--- BEGIN DATA LINES ---

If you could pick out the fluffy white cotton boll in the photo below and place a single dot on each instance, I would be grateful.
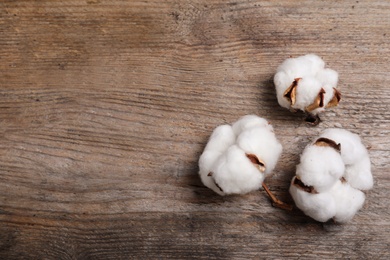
(301, 66)
(219, 142)
(348, 201)
(320, 167)
(355, 156)
(206, 163)
(303, 83)
(352, 149)
(306, 92)
(329, 79)
(319, 206)
(261, 142)
(237, 158)
(250, 121)
(359, 175)
(234, 173)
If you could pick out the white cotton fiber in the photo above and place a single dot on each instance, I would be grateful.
(348, 201)
(332, 171)
(359, 174)
(355, 157)
(320, 206)
(307, 91)
(313, 79)
(234, 173)
(237, 158)
(261, 142)
(320, 167)
(352, 149)
(250, 121)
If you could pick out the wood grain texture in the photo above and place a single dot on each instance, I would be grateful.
(105, 107)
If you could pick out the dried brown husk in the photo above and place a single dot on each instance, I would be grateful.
(326, 142)
(290, 93)
(256, 161)
(335, 100)
(318, 102)
(300, 185)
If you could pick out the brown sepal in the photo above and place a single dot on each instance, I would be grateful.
(299, 184)
(290, 93)
(256, 161)
(329, 143)
(318, 102)
(335, 100)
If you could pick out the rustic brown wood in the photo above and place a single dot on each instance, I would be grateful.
(105, 107)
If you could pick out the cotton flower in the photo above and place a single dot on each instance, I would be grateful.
(238, 157)
(355, 157)
(303, 83)
(332, 171)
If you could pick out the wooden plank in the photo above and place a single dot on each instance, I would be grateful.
(105, 107)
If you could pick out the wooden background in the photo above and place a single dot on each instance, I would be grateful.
(105, 107)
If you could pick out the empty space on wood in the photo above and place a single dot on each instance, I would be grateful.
(106, 106)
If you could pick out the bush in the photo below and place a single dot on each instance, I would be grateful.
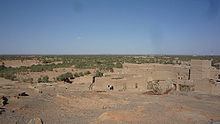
(81, 74)
(39, 80)
(44, 79)
(76, 75)
(29, 80)
(62, 77)
(118, 65)
(98, 74)
(87, 73)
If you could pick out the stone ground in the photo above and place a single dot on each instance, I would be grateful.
(59, 103)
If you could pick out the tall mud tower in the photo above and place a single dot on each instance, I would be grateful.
(200, 69)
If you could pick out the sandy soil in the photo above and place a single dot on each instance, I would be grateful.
(57, 103)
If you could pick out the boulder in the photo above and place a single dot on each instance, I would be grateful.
(35, 121)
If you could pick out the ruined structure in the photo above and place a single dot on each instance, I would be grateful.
(200, 76)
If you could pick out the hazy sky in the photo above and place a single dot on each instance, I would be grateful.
(110, 27)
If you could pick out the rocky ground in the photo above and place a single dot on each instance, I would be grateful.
(61, 103)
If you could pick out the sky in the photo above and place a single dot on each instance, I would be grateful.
(185, 27)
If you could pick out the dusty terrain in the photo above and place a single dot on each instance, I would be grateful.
(57, 103)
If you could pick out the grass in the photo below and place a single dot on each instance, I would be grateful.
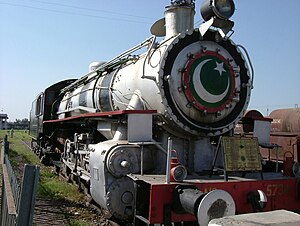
(50, 185)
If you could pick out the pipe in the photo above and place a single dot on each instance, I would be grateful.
(169, 156)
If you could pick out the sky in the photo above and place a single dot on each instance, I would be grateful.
(46, 41)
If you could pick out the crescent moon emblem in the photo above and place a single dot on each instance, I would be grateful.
(201, 91)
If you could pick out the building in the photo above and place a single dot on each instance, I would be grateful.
(3, 121)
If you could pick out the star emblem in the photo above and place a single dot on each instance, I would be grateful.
(219, 67)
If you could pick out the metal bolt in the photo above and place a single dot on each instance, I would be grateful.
(191, 56)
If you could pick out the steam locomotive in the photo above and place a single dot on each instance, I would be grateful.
(150, 136)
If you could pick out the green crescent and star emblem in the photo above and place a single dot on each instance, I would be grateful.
(209, 82)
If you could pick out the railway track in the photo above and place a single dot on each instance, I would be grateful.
(64, 212)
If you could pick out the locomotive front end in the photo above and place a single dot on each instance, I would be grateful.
(204, 80)
(114, 130)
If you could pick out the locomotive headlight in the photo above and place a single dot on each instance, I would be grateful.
(222, 9)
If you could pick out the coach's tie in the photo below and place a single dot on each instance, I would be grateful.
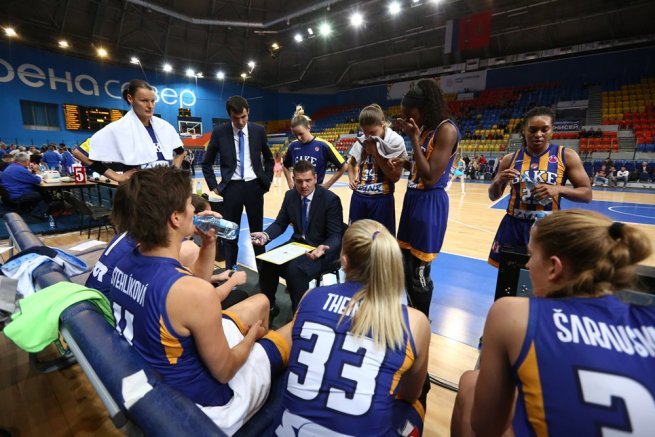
(305, 202)
(242, 152)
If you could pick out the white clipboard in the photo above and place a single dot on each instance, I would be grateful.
(285, 253)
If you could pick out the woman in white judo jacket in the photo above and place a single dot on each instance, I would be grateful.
(138, 140)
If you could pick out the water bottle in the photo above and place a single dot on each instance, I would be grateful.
(224, 228)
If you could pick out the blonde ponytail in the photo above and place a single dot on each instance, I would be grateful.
(602, 255)
(375, 260)
(300, 119)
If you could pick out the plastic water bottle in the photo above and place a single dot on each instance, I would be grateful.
(224, 228)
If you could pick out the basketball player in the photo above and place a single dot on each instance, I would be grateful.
(222, 361)
(371, 175)
(359, 357)
(538, 173)
(425, 208)
(582, 360)
(316, 150)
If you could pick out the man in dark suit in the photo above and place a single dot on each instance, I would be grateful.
(322, 228)
(246, 171)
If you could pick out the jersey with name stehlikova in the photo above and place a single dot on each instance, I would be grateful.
(337, 383)
(586, 368)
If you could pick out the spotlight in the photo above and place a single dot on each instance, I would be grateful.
(356, 19)
(325, 29)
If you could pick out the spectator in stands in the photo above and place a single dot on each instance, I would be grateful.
(573, 356)
(222, 361)
(623, 175)
(22, 182)
(371, 175)
(537, 173)
(138, 140)
(316, 150)
(600, 177)
(423, 221)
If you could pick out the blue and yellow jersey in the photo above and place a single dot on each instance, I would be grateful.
(317, 151)
(138, 291)
(372, 181)
(586, 368)
(336, 383)
(547, 168)
(414, 182)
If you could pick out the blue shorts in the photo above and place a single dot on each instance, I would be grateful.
(423, 222)
(512, 231)
(380, 208)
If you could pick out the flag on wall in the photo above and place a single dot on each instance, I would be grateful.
(468, 32)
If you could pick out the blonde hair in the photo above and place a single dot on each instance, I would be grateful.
(375, 260)
(299, 118)
(373, 115)
(602, 255)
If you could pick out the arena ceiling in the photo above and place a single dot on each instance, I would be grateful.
(223, 35)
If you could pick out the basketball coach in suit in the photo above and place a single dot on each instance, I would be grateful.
(317, 219)
(246, 170)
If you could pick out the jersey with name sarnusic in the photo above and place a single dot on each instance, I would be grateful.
(586, 368)
(139, 287)
(317, 151)
(336, 383)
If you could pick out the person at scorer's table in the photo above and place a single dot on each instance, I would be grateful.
(317, 219)
(246, 171)
(138, 140)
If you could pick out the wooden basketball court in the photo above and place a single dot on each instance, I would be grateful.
(64, 403)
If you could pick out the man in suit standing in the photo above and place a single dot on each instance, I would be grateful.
(317, 219)
(246, 170)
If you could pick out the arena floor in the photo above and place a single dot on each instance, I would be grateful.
(63, 403)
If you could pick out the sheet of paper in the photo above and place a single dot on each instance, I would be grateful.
(87, 245)
(285, 253)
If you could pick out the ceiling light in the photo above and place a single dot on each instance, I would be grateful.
(325, 29)
(356, 19)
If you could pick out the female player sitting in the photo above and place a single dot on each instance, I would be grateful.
(581, 360)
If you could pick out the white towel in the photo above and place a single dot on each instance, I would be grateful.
(391, 146)
(127, 141)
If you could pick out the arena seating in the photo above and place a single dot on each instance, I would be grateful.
(130, 390)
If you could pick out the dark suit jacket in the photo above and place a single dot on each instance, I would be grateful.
(325, 224)
(222, 143)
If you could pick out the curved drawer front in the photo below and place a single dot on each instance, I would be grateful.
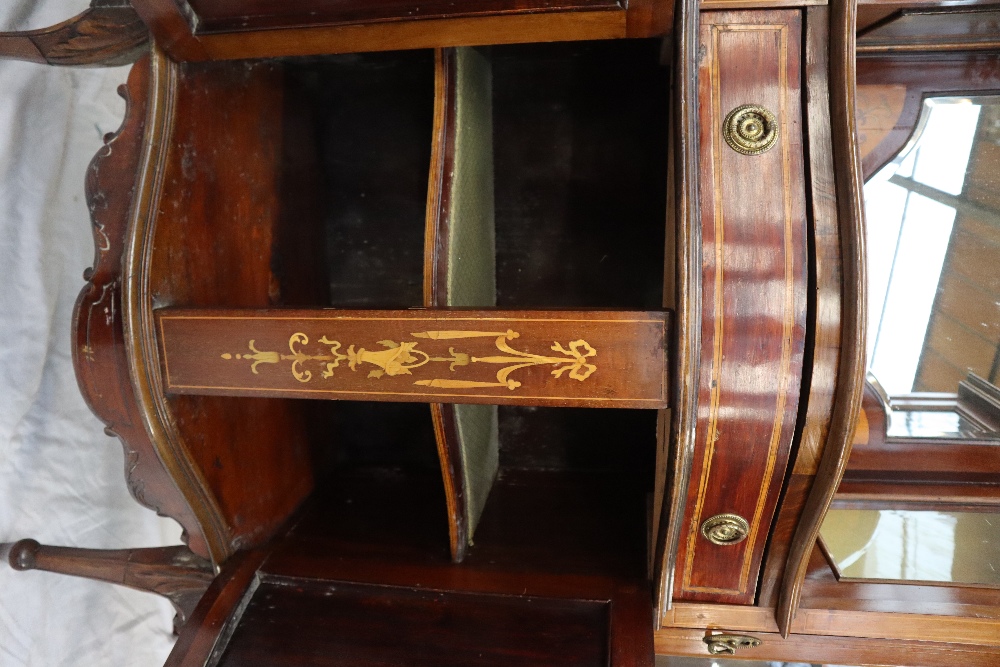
(754, 273)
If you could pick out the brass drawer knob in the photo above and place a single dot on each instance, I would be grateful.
(726, 644)
(750, 129)
(725, 529)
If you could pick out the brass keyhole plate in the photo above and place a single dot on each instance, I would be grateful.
(725, 529)
(750, 129)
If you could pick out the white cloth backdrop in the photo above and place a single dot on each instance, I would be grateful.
(61, 478)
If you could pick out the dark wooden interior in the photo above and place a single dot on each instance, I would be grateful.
(679, 215)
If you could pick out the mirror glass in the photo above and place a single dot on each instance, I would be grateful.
(908, 545)
(934, 254)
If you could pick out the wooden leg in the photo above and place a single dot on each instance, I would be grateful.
(176, 573)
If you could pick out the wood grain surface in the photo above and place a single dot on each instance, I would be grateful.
(100, 355)
(265, 28)
(854, 300)
(682, 292)
(99, 37)
(583, 358)
(754, 291)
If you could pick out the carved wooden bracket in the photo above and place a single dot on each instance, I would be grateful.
(106, 35)
(176, 573)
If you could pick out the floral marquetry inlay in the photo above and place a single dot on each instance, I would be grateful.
(402, 358)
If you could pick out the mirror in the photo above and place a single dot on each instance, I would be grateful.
(933, 216)
(934, 269)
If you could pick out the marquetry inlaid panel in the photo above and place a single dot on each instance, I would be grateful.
(754, 297)
(582, 358)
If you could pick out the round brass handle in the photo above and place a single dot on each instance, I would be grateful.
(725, 529)
(750, 129)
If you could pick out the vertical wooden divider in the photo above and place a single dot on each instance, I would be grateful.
(460, 269)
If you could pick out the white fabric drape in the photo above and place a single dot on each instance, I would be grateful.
(61, 478)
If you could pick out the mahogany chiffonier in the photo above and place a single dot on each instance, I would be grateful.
(616, 246)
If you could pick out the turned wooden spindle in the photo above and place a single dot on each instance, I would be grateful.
(176, 572)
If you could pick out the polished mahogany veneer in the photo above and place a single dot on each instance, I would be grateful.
(562, 358)
(754, 301)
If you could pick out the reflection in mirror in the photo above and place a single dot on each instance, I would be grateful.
(902, 545)
(934, 252)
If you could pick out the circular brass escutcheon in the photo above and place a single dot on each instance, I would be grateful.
(725, 529)
(750, 129)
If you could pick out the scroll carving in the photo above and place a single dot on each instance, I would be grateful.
(99, 356)
(104, 36)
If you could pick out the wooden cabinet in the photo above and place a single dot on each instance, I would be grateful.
(626, 276)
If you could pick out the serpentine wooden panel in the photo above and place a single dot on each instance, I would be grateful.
(559, 358)
(100, 356)
(754, 295)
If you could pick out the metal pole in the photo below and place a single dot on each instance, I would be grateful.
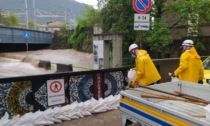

--- END DATA LINES ---

• INSTRUCTIONS FOR THE TASK
Could you rewrite the lines from the one containing "If you could pick out the mahogany" through the end of the records as a JSON list of strings, one string per line and no blank lines? Leave the pictures out.

• ANSWER TO THIS EXERCISE
[
  "If you could pick out the mahogany chiffonier in the photo above and place a single dot on each instance, I would be grateful.",
  "(616, 246)",
  "If you could pick out the turned wooden spindle in the photo above and place a single dot on each instance, I would be grateful.",
  "(176, 572)",
  "If you could pick out the polished mahogany veneer in the photo above and place a single dot on each instance, I would be grateful.",
  "(562, 358)",
  "(754, 301)",
  "If you could pick out the reflection in mirror in the photo above and place a single dot on each instance, I would be grateful.",
  "(902, 545)",
  "(934, 252)",
  "If you could pick out the circular brass escutcheon in the photo above and place a single dot on each instance, I would be grateful.",
  "(725, 529)",
  "(750, 129)",
  "If you could pick out the scroll carving in the photo above and place a single dot on each instance, I would be grateful.",
  "(99, 356)",
  "(104, 36)",
  "If you could pick out the wooden cabinet in the photo above and place a single dot on each instance, I would be grateful.",
  "(626, 276)",
  "If you could pick out the serpentine wooden panel in the photo above and place a single dot on each instance, I would be grateful.",
  "(559, 358)",
  "(100, 356)",
  "(754, 295)",
  "If you could pick out the metal pole in the photo below and place a single dot on each instance, I would be grateful."
]